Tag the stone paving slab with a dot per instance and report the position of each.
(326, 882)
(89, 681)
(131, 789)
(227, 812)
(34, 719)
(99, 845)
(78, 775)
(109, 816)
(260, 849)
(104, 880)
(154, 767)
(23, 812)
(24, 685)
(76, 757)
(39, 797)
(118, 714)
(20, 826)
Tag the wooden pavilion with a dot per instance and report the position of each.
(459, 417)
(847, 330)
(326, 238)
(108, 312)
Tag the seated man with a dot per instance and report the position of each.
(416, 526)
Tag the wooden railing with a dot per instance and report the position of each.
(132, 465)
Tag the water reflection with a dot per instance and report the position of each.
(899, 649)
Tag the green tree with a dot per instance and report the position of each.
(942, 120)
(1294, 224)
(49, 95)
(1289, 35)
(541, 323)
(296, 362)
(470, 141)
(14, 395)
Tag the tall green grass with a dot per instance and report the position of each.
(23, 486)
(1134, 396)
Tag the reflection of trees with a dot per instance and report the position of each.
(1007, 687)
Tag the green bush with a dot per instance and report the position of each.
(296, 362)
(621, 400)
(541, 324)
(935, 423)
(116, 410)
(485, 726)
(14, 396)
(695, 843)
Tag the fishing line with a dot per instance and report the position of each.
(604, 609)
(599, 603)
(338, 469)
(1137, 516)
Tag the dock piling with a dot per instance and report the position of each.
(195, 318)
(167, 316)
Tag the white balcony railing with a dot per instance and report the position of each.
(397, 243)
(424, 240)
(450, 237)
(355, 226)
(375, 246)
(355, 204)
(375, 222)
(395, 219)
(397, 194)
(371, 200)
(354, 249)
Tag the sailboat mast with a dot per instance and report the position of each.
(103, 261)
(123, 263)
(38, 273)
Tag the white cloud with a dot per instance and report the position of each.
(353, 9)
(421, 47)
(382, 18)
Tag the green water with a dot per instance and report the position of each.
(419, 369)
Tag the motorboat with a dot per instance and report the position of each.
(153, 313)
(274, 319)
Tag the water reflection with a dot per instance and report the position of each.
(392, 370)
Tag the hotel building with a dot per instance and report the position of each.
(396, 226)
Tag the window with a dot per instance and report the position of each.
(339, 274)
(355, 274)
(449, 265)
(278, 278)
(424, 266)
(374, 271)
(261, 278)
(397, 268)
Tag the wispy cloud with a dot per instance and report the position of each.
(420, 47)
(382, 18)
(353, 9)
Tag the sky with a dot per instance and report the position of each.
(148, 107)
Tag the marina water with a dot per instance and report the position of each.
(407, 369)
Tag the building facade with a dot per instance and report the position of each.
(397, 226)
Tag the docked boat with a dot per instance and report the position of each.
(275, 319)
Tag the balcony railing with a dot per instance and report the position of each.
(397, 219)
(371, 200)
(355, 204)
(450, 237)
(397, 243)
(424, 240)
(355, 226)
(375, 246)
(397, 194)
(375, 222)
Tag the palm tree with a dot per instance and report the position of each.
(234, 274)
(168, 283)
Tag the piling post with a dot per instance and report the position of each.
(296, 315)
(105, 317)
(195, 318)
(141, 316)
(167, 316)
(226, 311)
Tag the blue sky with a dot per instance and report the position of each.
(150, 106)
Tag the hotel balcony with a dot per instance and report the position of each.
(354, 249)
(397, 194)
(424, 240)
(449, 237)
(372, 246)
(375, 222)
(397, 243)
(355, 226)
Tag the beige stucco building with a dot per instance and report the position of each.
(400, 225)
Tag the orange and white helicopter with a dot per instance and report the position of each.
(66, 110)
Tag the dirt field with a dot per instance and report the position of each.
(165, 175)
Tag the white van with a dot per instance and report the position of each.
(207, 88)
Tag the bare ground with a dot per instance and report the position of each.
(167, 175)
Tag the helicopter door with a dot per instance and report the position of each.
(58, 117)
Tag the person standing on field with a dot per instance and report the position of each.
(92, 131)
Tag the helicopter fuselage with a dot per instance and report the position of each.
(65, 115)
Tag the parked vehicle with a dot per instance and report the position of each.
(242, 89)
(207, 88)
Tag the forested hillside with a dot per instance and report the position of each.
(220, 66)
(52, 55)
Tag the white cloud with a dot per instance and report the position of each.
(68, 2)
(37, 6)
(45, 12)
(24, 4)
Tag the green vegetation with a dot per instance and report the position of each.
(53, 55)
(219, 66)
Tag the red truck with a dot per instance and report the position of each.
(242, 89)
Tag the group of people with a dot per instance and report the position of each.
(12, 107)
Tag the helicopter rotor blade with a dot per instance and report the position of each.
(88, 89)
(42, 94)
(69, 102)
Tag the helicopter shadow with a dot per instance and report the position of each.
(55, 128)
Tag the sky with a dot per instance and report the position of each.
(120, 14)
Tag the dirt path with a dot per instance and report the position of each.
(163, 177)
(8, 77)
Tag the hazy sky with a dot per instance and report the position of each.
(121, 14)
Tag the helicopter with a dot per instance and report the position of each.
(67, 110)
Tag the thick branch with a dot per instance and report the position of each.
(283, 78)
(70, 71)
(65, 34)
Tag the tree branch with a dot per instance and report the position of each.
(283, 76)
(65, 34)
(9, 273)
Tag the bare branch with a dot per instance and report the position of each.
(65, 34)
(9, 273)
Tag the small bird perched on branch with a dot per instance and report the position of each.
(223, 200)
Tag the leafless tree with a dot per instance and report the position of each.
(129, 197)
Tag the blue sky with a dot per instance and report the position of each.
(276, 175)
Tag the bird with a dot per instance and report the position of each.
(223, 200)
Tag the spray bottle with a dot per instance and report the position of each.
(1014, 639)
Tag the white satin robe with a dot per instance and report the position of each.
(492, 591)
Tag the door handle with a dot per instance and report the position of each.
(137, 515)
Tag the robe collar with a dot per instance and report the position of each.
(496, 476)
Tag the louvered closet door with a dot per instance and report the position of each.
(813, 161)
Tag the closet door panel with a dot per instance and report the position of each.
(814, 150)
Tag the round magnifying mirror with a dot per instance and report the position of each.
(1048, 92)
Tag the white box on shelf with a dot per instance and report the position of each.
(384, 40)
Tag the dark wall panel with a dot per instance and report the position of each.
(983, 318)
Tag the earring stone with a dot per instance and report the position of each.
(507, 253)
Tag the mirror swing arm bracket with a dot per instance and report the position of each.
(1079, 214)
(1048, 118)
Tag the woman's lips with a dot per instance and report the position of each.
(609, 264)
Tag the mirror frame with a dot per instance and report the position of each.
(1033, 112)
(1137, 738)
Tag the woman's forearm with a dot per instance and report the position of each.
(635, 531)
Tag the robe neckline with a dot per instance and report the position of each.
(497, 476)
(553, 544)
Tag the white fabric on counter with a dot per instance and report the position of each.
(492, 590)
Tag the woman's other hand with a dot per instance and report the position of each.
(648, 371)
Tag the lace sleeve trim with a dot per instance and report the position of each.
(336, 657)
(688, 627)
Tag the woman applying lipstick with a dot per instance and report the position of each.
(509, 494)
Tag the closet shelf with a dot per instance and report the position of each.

● **Exercise requirements**:
Rewrite everything from the line containing "Tag the green bush" down to the line containing "(1137, 516)", with "green bush" changed to "leafy shrub" and all else left as it is.

● **Reply**:
Tag the leafy shrub with a dot per instance and report the position of each.
(296, 362)
(621, 400)
(541, 324)
(935, 423)
(116, 410)
(485, 726)
(14, 396)
(695, 843)
Tag the fishing line with a dot per instance and report the position of each.
(604, 609)
(599, 603)
(338, 469)
(1137, 516)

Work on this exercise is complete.